_Page text_:

▼▼▼

M in its Sights : Audi RS 4 [review]
Thu, 01/21/2010 - 05:09 — admin
For Audi, the RS 4 does not just represent the pinnacle of high performance, it ushers in a new ideology for the brand. We take a fast drive through Tuscany to ascertain the changes at the top.
With experience garnered from owning and developing new generation Lamborghinis, Audi has managed to develop a new high power 4.2L non-turbocharged V8 that reaches the requisite 100 bhp per litre benchmark to produce a stunning 420bhp and 430Nm. To be able to turn out such high figures, the engine has to spin beyond the normal 7000rpm limit to an incredible 8250rpm before it stops.
Like most German supercars, its top speed is electronically capped at 250 km/h. However the large engine allows the driver to be “lazy”, without the need to constantly shift down a gear or two as the low speed flexibility of the V8 lugs the RS 4 around with consummate ease. This makes the RS 4 easy to use in heavy city traffic.
Equally adept is its uprated suspension. It is undoubtedly firm but yet possesses a cushioned step over rough tarmac. The lowered suspension rests on large, sticky Pirelli tyres and together with the Dynamic Ride Control (DRC) combines confident handling with decent ride characteristics over a wide range of road conditions.
To enhance steering feel it has speed sensitive assistance that quickly firms up once on the move but at parking speeds it is easy to twirl taking the chore out of parking duties There always is a gentlemanly characteristic to how the RS 4 responds despite its towering ability, more like a slight aloofness when one is at the helm despite wringing the RS 4 to within an inch of its life on a race track like we did in Milan.
The overall package delivers an unflappable performance over almost all road conditions and its cool and collected nature always allows the driver to arrive unruffled.

▲▲▲

_Data records_:
▼▼▼

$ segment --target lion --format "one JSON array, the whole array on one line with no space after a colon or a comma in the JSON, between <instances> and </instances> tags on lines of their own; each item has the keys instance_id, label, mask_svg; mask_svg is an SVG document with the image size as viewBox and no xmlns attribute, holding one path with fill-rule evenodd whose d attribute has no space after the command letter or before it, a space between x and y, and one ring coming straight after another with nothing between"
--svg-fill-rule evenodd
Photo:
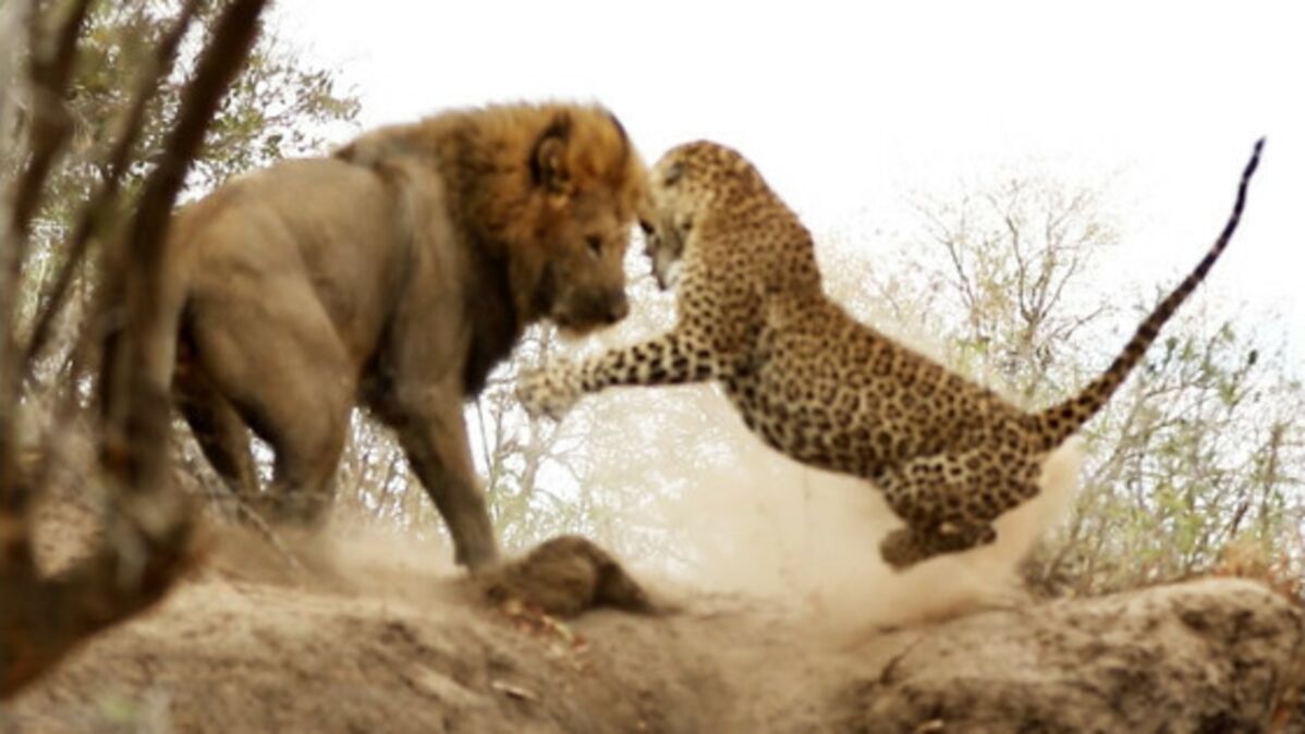
<instances>
[{"instance_id":1,"label":"lion","mask_svg":"<svg viewBox=\"0 0 1305 734\"><path fill-rule=\"evenodd\" d=\"M497 559L462 405L531 323L629 312L622 261L646 169L598 106L459 110L287 160L180 210L158 385L217 473L273 523L333 502L348 416L390 426L453 537ZM111 364L112 360L106 360ZM275 454L268 492L248 429Z\"/></svg>"}]
</instances>

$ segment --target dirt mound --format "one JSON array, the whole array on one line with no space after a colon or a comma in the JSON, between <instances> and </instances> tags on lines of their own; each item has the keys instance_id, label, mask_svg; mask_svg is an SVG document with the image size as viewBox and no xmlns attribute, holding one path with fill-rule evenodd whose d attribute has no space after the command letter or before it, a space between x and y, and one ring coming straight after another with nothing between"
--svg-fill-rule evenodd
<instances>
[{"instance_id":1,"label":"dirt mound","mask_svg":"<svg viewBox=\"0 0 1305 734\"><path fill-rule=\"evenodd\" d=\"M666 589L677 611L564 623L390 551L325 581L252 578L257 546L222 538L0 730L1258 731L1305 656L1300 609L1240 580L831 634L809 610Z\"/></svg>"}]
</instances>

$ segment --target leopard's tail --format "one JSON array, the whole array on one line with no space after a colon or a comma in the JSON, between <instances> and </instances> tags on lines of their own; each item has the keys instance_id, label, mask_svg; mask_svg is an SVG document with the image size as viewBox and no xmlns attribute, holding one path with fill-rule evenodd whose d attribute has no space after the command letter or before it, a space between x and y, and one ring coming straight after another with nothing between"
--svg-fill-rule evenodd
<instances>
[{"instance_id":1,"label":"leopard's tail","mask_svg":"<svg viewBox=\"0 0 1305 734\"><path fill-rule=\"evenodd\" d=\"M1165 296L1160 301L1160 305L1155 306L1155 310L1138 326L1137 332L1133 334L1133 339L1124 347L1124 352L1114 359L1111 368L1088 383L1078 395L1064 403L1052 405L1040 413L1028 416L1030 428L1037 437L1039 451L1051 451L1064 443L1066 438L1078 432L1083 424L1105 405L1120 385L1128 378L1129 373L1133 372L1133 368L1142 361L1142 356L1146 353L1147 347L1155 342L1160 327L1169 321L1169 317L1178 310L1182 301L1188 300L1188 296L1206 279L1210 269L1214 267L1215 261L1219 259L1224 248L1228 246L1228 241L1232 240L1233 232L1237 231L1237 223L1241 222L1241 213L1246 203L1246 186L1255 172L1255 167L1259 164L1259 151L1263 146L1263 138L1255 142L1250 162L1246 163L1246 168L1241 173L1241 184L1237 186L1237 202L1232 207L1232 215L1228 218L1223 233L1219 235L1219 239L1215 240L1214 246L1210 248L1210 252L1201 259L1195 270L1188 274L1182 283Z\"/></svg>"}]
</instances>

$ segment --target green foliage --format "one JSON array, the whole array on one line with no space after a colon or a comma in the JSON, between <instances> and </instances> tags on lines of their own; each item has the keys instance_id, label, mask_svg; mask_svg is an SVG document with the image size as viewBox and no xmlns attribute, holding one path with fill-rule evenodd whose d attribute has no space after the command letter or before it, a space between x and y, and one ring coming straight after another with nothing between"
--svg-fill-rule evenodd
<instances>
[{"instance_id":1,"label":"green foliage","mask_svg":"<svg viewBox=\"0 0 1305 734\"><path fill-rule=\"evenodd\" d=\"M61 244L74 214L107 172L107 151L121 133L138 80L151 68L155 47L179 8L179 0L100 0L91 8L70 85L70 150L50 181L23 267L20 331L30 323L39 293L67 254ZM157 90L124 177L123 206L132 206L162 154L194 55L219 8L217 3L202 7L175 73ZM351 125L358 115L358 100L335 86L333 70L304 64L275 35L264 34L213 121L188 181L189 193L286 155L320 151L333 125ZM112 227L114 219L103 224Z\"/></svg>"}]
</instances>

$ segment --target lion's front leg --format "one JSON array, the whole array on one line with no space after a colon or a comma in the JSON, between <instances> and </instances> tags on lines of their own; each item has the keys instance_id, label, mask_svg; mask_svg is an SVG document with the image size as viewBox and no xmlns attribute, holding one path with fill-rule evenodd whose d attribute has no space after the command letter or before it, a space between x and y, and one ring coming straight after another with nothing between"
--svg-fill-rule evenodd
<instances>
[{"instance_id":1,"label":"lion's front leg","mask_svg":"<svg viewBox=\"0 0 1305 734\"><path fill-rule=\"evenodd\" d=\"M559 361L527 370L517 382L517 396L531 416L561 418L586 392L615 386L684 385L718 379L719 357L680 331L611 349L581 362Z\"/></svg>"}]
</instances>

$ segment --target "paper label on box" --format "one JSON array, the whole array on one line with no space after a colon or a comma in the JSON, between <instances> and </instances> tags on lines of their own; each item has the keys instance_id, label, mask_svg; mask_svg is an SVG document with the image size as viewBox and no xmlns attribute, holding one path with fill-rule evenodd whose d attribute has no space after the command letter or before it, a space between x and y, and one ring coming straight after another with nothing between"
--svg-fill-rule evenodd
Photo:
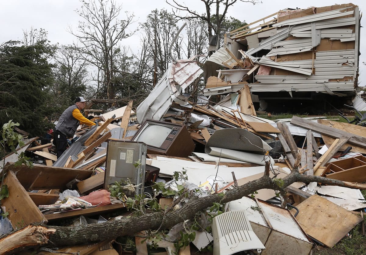
<instances>
[{"instance_id":1,"label":"paper label on box","mask_svg":"<svg viewBox=\"0 0 366 255\"><path fill-rule=\"evenodd\" d=\"M132 164L134 161L134 150L127 150L126 153L126 163Z\"/></svg>"},{"instance_id":2,"label":"paper label on box","mask_svg":"<svg viewBox=\"0 0 366 255\"><path fill-rule=\"evenodd\" d=\"M119 156L119 159L122 160L124 160L126 159L126 152L121 152L121 155Z\"/></svg>"},{"instance_id":3,"label":"paper label on box","mask_svg":"<svg viewBox=\"0 0 366 255\"><path fill-rule=\"evenodd\" d=\"M116 176L116 160L111 160L111 167L109 168L109 176Z\"/></svg>"}]
</instances>

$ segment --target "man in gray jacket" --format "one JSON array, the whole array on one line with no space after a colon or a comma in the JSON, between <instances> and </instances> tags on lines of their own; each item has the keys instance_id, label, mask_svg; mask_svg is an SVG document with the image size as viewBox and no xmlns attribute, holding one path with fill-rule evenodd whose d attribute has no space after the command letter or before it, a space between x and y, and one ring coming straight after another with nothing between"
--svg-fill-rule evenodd
<instances>
[{"instance_id":1,"label":"man in gray jacket","mask_svg":"<svg viewBox=\"0 0 366 255\"><path fill-rule=\"evenodd\" d=\"M84 109L86 100L78 96L75 104L66 109L61 114L53 132L53 144L56 146L57 157L59 158L66 149L67 138L72 138L80 124L94 126L96 123L84 117L81 110Z\"/></svg>"}]
</instances>

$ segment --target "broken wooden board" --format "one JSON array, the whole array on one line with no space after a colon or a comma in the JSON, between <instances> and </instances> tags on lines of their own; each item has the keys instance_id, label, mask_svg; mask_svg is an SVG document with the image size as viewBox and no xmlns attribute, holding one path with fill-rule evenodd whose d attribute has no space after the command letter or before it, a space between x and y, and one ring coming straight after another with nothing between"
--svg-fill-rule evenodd
<instances>
[{"instance_id":1,"label":"broken wooden board","mask_svg":"<svg viewBox=\"0 0 366 255\"><path fill-rule=\"evenodd\" d=\"M8 213L8 218L15 229L21 228L34 222L46 224L47 220L28 195L12 171L7 169L3 182L9 190L9 197L1 200L1 207Z\"/></svg>"},{"instance_id":2,"label":"broken wooden board","mask_svg":"<svg viewBox=\"0 0 366 255\"><path fill-rule=\"evenodd\" d=\"M281 131L269 123L252 121L247 122L247 123L257 132L270 133L281 133Z\"/></svg>"},{"instance_id":3,"label":"broken wooden board","mask_svg":"<svg viewBox=\"0 0 366 255\"><path fill-rule=\"evenodd\" d=\"M350 137L349 143L355 144L366 148L366 137L346 132L335 128L331 128L325 125L305 119L297 116L293 116L291 119L291 124L297 126L326 134L335 138L339 138L342 136Z\"/></svg>"},{"instance_id":4,"label":"broken wooden board","mask_svg":"<svg viewBox=\"0 0 366 255\"><path fill-rule=\"evenodd\" d=\"M60 197L57 194L28 192L33 203L37 206L40 205L53 205Z\"/></svg>"},{"instance_id":5,"label":"broken wooden board","mask_svg":"<svg viewBox=\"0 0 366 255\"><path fill-rule=\"evenodd\" d=\"M114 115L116 114L116 117L114 119L120 119L123 116L123 114L124 113L124 111L126 108L127 108L127 106L121 107L120 108L118 108L118 109L106 113L103 113L102 114L101 114L100 117L102 117L104 119L108 119L111 118ZM135 113L135 112L133 111L131 111L131 114L134 113Z\"/></svg>"},{"instance_id":6,"label":"broken wooden board","mask_svg":"<svg viewBox=\"0 0 366 255\"><path fill-rule=\"evenodd\" d=\"M104 172L93 175L76 184L81 194L89 193L101 187L104 183Z\"/></svg>"},{"instance_id":7,"label":"broken wooden board","mask_svg":"<svg viewBox=\"0 0 366 255\"><path fill-rule=\"evenodd\" d=\"M100 215L103 213L106 213L121 209L126 207L126 205L127 205L124 203L121 203L114 205L105 205L104 206L98 206L91 208L73 210L58 213L46 214L45 216L47 220L52 221L54 220L59 220L60 219L66 219L75 216L78 217L82 215L91 216Z\"/></svg>"},{"instance_id":8,"label":"broken wooden board","mask_svg":"<svg viewBox=\"0 0 366 255\"><path fill-rule=\"evenodd\" d=\"M340 130L348 132L351 134L356 134L361 136L365 137L365 135L366 135L366 127L365 127L360 126L353 124L350 124L349 123L337 122L337 121L333 121L325 119L318 119L318 123L325 125L328 127L335 128ZM331 137L325 134L322 134L321 136L324 141L324 143L328 148L332 145L332 144L335 140L335 138ZM342 151L344 151L348 146L352 147L352 149L351 150L351 151L357 152L362 154L366 154L366 149L358 146L356 144L352 144L349 142L346 143L344 144L343 146L341 147L340 150Z\"/></svg>"},{"instance_id":9,"label":"broken wooden board","mask_svg":"<svg viewBox=\"0 0 366 255\"><path fill-rule=\"evenodd\" d=\"M362 221L355 213L313 195L297 205L296 220L305 232L329 247Z\"/></svg>"},{"instance_id":10,"label":"broken wooden board","mask_svg":"<svg viewBox=\"0 0 366 255\"><path fill-rule=\"evenodd\" d=\"M24 165L15 167L9 164L5 169L8 168L16 173L19 182L27 190L66 189L69 182L75 179L85 180L93 173L89 170L36 164L32 168Z\"/></svg>"},{"instance_id":11,"label":"broken wooden board","mask_svg":"<svg viewBox=\"0 0 366 255\"><path fill-rule=\"evenodd\" d=\"M249 115L256 116L257 113L252 100L249 86L244 85L243 88L239 91L239 99L238 104L240 106L240 112Z\"/></svg>"},{"instance_id":12,"label":"broken wooden board","mask_svg":"<svg viewBox=\"0 0 366 255\"><path fill-rule=\"evenodd\" d=\"M57 156L45 151L35 151L34 153L39 156L43 157L46 159L51 159L51 160L56 161L57 160Z\"/></svg>"}]
</instances>

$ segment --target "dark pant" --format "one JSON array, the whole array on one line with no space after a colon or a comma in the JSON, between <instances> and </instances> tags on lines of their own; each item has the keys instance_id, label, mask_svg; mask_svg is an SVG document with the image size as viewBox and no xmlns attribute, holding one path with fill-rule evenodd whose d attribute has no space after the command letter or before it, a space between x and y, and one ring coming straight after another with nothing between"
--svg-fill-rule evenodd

▲▲▲

_Task statement_:
In the Audi RS 4 review, what is the top speed of the car electronically capped at?

_Solution to this problem_:
250 km/h